DATA ▸
============

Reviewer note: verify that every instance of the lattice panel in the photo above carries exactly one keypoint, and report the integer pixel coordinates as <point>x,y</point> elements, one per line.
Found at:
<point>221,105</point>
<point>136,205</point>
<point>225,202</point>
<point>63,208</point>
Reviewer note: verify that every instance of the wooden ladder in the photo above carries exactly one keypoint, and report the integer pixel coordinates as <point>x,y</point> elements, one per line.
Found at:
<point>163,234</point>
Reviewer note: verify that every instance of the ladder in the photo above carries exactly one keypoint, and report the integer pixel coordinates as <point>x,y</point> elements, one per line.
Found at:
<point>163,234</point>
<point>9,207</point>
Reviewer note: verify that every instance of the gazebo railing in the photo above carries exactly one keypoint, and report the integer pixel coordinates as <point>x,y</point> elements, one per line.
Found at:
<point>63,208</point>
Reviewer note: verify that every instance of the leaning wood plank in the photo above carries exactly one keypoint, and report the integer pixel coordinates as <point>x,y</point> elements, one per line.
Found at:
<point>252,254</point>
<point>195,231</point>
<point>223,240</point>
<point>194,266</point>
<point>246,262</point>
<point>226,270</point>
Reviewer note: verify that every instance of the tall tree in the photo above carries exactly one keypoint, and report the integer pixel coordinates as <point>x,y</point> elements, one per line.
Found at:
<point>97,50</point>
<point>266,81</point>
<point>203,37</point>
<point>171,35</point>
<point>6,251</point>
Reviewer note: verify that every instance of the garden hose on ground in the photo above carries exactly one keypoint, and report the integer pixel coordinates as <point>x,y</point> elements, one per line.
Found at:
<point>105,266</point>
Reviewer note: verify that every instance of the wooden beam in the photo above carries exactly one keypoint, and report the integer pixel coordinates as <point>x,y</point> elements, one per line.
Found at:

============

GIVEN PROBLEM ▸
Switch every "Reviewer note" in the listing above to "Annotator note" and leave everything else unchanged.

OUTPUT OF THE EXERCISE ▸
Annotator note: verify that every instance of the lattice panel in the photo above carries exactly one keypoint, and report the integer pixel coordinates as <point>x,y</point> elements, one per line.
Found at:
<point>221,105</point>
<point>136,205</point>
<point>225,202</point>
<point>63,208</point>
Annotator note: verify that every instance of the wooden ladder in the photo above carries exactly one keypoint, and report the integer pixel coordinates as <point>x,y</point> elements, one per line.
Found at:
<point>163,234</point>
Annotator note: verify that every instance of the ladder in the photo above carries exactly one keypoint, and report the integer pixel coordinates as <point>x,y</point> elements, one per line.
Found at:
<point>163,234</point>
<point>9,207</point>
Annotator note: verify that every instance of the gazebo railing in the photo above carries exactly one keypoint, and report the integer pixel coordinates as <point>x,y</point> elements, one per line.
Found at:
<point>63,208</point>
Annotator note: verify that every instance of the leaning wood plank in the photo above carries exactly one keypoint, and report the integer pixel coordinates as <point>x,y</point> elements, one per line.
Found at:
<point>252,254</point>
<point>195,231</point>
<point>223,240</point>
<point>194,266</point>
<point>246,262</point>
<point>226,270</point>
Annotator note: verify that every instance of the tall tree in the photo above carries exactly one keypoint, and report the integer pixel coordinates as <point>x,y</point> elements, one per line.
Found at:
<point>97,50</point>
<point>266,81</point>
<point>203,37</point>
<point>171,35</point>
<point>6,251</point>
Annotator note: verify that every instance of the garden hose on ground in the photo above carries exactly one keypoint, and report the integer pixel coordinates as <point>x,y</point> elements, one per line.
Found at:
<point>105,266</point>
Annotator note: verify that every instance of the wooden beam in the photo above carries exactly one keypoint, and report the integer pixel coordinates as <point>x,y</point> elements, one per line.
Found at:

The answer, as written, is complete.